__TEXT ZUR ANALYSE__.
□ □ □ □
Schreiner hat in seinem neuen Team ebenfalls einen, an dem er sich orientieren kann: Michael Plattner, die bisherige Nummer eins. "Auch der kam damals zufällig nach München", weiß Diemer, vor knapp sechs Jahren. Der 31-Jährige aus der Oberpfalz zählte ebenfalls zur Top Ten im deutschen Nachwuchs, in der Schülerrangliste stand er mal auf Position drei - hinter Dimitrij Ovtcharov und vor Patrick Baum, heute ein zweimaliger Europa- und ein zweimaliger Vize-Europameister. Plattner entschied sich sehr bald für Schule und Ausbildung. Während des Studiums spielte er unter anderem in Passau zweite Liga, heute arbeitet er in München als Chirurg. Aktuell hat er eine fast ausgeglichene Bilanz im vorderen Paarkreuz, 12:13 - trotz Nachtschichten und wenig Training. "Er ist Wahnsinn", schwärmt Diemer. "Wie er immer noch Profis schlägt, die zweimal am Tag trainieren - keine Ahnung, wie er das schafft, es ist unglaublich." Schreiner glaubt: "Michi ist eben schlau. Im richtigen Leben und an der Platte."
□ □ □ □
__AUFGELISTETES MATERIAL__.
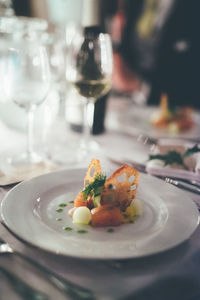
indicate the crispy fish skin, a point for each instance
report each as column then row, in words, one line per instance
column 121, row 191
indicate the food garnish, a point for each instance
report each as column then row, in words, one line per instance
column 172, row 119
column 106, row 201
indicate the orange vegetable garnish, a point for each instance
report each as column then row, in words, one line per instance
column 116, row 194
column 106, row 215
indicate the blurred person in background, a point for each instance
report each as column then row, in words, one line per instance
column 157, row 45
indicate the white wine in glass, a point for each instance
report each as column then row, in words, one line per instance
column 89, row 69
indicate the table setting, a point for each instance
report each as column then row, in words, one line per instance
column 44, row 254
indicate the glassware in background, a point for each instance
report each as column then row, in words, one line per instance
□ □ □ □
__ZU ERLEDIGENDE AUFGABEN__.
- A) Beantworte zum Text über Michael Plattner diese Fragen:
(i) Wie alt ist Michael Plattner?
(ii) Auf welcher Position stand er einmal in der Schülerrangliste?
(iii) Als was arbeitet er heute in München?
- B) Führe den Text über Michael Plattner im Anschluss an seinen letzten Satz weiter.
Das Material wird für die Aufgaben nicht gebraucht.

__LÖSUNGEN DER AUFGABEN__.
- A)
(i) Er ist 31 Jahre alt.
(ii) Er stand auf Position drei.
(iii) Er arbeitet als Chirurg.

- B)
Er selbst, sagt Schreiner, "wollte immer Erfolg haben". Wenn nicht im Sport, dann eben im Studium und im Beruf. Aber auch in die dritte Liga wird er Ehrgeiz legen. Für die zweite Mannschaft von Bergneustadt hat er zuletzt sechs Drittliga-Einzel in Serie gewonnen. Dieses Niveau hat er drauf, auch mit weniger Training. "Meine Mannschaft kann immer auf mich zählen", verspricht er. Er hat mit der Profikarriere abgeschlossen, nicht mit seinem Sport.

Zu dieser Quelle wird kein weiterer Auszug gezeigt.